PROBLEM DETAILS -> Give a verbatim repeat of the lines that run from the line containing "of the woman's" to the end of the data below.

Named-object pointing records ->
******
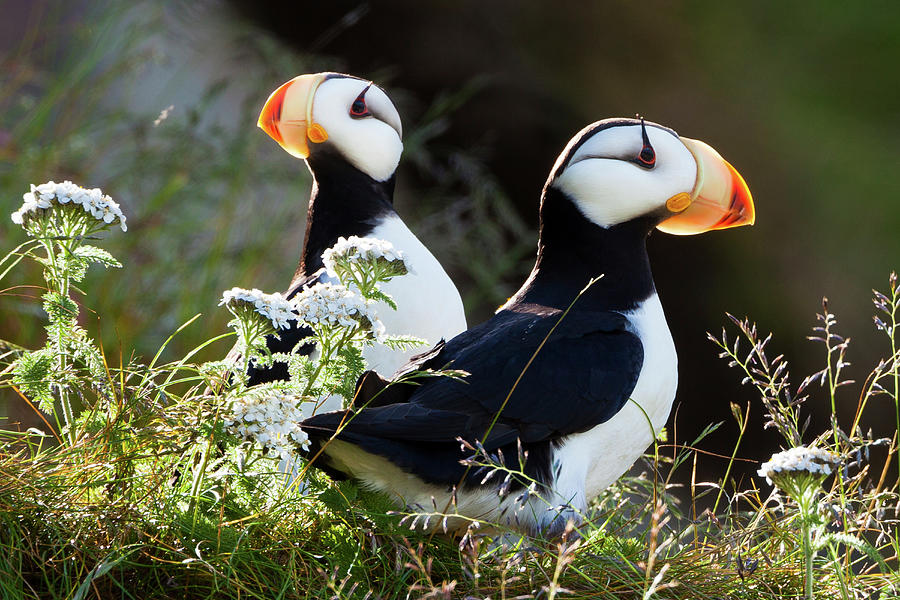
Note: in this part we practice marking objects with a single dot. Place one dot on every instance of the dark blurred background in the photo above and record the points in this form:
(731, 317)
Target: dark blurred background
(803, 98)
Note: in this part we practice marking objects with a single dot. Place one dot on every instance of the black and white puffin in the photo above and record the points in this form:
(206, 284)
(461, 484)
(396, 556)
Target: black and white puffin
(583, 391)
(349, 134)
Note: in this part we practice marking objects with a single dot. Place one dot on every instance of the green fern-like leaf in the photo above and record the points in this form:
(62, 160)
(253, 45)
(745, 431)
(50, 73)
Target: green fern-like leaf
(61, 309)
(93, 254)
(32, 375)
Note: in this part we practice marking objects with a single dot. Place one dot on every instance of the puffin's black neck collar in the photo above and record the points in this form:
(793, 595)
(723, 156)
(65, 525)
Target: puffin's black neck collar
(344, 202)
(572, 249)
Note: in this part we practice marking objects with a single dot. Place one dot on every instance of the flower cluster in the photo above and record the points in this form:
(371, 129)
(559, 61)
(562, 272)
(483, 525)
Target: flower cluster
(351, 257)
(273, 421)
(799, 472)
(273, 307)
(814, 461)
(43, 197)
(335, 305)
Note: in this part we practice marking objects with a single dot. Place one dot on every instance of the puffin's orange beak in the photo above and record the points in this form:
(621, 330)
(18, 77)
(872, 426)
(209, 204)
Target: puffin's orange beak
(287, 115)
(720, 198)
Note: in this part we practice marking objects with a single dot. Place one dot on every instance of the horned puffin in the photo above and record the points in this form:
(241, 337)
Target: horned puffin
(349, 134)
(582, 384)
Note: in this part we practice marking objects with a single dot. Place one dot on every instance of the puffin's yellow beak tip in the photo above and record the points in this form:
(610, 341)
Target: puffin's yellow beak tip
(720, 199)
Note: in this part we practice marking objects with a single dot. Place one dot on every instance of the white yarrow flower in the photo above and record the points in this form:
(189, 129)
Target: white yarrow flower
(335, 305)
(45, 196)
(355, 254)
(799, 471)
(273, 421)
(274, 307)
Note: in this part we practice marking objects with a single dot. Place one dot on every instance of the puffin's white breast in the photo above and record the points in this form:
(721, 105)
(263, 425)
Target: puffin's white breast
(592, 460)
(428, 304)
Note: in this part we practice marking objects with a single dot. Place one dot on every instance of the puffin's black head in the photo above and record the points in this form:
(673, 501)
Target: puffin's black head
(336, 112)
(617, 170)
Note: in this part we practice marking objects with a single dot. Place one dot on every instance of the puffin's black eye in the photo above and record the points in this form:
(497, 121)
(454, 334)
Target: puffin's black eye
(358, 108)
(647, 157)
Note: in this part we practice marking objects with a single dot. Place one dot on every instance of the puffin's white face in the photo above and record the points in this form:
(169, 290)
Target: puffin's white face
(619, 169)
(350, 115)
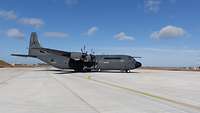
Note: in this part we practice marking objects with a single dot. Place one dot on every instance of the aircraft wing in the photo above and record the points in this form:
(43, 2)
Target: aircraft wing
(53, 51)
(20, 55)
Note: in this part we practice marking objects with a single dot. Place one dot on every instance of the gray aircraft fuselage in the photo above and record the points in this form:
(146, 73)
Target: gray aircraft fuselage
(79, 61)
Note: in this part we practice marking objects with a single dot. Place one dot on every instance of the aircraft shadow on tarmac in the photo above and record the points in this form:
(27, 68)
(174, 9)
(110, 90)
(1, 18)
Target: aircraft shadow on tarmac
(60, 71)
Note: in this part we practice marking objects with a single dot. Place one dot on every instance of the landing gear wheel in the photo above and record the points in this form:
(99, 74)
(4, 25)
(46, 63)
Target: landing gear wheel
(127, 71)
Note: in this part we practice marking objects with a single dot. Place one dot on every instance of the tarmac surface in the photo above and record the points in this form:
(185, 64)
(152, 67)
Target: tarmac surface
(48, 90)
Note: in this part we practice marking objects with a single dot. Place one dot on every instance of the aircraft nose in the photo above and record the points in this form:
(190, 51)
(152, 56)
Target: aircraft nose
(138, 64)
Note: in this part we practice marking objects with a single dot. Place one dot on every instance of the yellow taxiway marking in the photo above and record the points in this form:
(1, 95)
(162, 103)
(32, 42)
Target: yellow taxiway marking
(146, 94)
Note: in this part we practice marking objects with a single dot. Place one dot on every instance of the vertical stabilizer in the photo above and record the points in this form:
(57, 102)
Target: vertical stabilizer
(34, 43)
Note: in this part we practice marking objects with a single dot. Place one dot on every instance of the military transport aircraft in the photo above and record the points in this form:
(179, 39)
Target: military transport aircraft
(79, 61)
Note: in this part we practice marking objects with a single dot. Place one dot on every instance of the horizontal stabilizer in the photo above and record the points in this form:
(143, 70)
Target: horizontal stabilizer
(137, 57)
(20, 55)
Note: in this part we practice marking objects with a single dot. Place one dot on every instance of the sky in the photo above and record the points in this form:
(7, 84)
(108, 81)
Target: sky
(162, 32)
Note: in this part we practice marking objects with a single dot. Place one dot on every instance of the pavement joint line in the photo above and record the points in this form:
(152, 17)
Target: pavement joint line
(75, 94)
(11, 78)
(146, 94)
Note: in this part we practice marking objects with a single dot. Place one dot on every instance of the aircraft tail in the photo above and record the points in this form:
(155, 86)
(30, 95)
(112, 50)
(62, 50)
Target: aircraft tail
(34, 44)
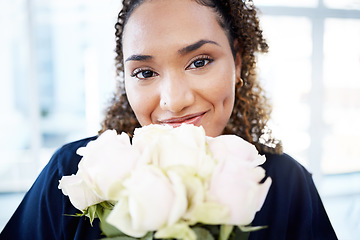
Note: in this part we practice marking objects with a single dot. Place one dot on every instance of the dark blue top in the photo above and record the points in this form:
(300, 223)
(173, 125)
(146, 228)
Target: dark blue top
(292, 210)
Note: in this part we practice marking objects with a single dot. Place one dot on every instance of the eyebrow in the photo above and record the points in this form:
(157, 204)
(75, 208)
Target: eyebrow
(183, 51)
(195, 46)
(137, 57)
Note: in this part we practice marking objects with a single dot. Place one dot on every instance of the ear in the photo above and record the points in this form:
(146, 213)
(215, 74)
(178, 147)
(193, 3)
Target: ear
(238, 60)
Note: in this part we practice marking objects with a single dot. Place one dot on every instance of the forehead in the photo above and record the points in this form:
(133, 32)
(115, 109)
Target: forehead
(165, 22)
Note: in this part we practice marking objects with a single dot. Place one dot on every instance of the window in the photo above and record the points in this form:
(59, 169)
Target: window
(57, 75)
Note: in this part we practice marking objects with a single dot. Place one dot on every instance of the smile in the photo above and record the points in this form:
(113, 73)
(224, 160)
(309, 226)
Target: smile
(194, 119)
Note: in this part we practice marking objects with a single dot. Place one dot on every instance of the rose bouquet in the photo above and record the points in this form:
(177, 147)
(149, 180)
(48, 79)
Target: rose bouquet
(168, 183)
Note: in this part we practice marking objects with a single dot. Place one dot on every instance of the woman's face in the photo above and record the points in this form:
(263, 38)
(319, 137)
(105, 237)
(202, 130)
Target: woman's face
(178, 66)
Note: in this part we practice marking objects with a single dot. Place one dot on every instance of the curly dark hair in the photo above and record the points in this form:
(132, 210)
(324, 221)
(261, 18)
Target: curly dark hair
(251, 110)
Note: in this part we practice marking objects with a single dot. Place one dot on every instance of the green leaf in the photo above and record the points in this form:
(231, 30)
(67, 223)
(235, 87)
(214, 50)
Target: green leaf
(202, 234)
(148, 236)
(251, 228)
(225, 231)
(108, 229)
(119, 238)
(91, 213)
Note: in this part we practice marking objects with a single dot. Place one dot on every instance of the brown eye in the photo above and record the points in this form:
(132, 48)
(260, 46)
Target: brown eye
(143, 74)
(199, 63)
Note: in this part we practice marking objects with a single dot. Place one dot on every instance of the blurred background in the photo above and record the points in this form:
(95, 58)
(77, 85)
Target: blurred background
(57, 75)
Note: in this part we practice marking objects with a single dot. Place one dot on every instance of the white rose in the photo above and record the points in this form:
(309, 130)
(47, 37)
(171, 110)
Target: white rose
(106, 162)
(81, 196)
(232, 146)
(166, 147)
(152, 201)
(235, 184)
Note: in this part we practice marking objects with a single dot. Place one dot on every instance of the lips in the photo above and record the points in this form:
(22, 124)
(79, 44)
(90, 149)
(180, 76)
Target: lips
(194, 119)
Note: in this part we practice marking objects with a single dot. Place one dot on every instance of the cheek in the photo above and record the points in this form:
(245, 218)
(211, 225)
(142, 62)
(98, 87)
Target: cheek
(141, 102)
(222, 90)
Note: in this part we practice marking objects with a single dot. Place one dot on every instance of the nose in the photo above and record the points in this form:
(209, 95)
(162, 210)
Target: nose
******
SOLUTION ->
Note: in this part we practice marking objects with a single dot. Place one dot on every instance of the woman's face in the photo above and record the points in this form:
(263, 38)
(319, 137)
(105, 237)
(202, 130)
Target: woman's face
(178, 66)
Note: in this part we practice marking objects with a single dot. Place one dot on every instance of the curly dark hair in the photo above and record the points in this form:
(132, 210)
(324, 221)
(261, 18)
Target: curly dark hair
(251, 110)
Note: in this part we practice marking objects with a single dot. Place one dot on every instance of the green leaf in the photo above and record the points in this form:
(231, 30)
(67, 223)
(235, 87)
(214, 50)
Target: green leaf
(202, 234)
(148, 236)
(251, 228)
(225, 231)
(108, 229)
(119, 238)
(91, 213)
Note: in this part we practice marking objects with a single dot. Place one dot on every instance of the brown eye in the photo above and record the points in this form:
(132, 48)
(260, 46)
Target: brown eye
(143, 74)
(199, 63)
Note: in this part we practice marking objects with a single dot. Place one dot on every instance of the blurred background in the photo above and record the points in this form:
(95, 58)
(77, 85)
Target: blurred background
(57, 75)
Note: in this part we practice marking objects with a single dot. Place one dot on every instance of the white rose in the photo above and record the points in this form:
(309, 130)
(47, 37)
(171, 110)
Target: white rose
(106, 162)
(81, 196)
(232, 146)
(166, 147)
(152, 201)
(235, 184)
Note: in this part we practice marking objects with a single dot. Place one dot on every instance of the lips in the photo above and record the points in this form:
(22, 124)
(79, 44)
(90, 149)
(180, 76)
Target: lips
(194, 119)
Note: in this part we practice marking objects with a single dot. Place one dot on every instance of the cheek in the photo above and record the points in this form:
(245, 218)
(211, 225)
(142, 62)
(98, 87)
Target: cheek
(141, 102)
(222, 90)
Note: in this part we practice marking objects with a single dot. Place one dot on every instance of the nose in the photo above and record the points in this form:
(209, 95)
(162, 210)
Target: nose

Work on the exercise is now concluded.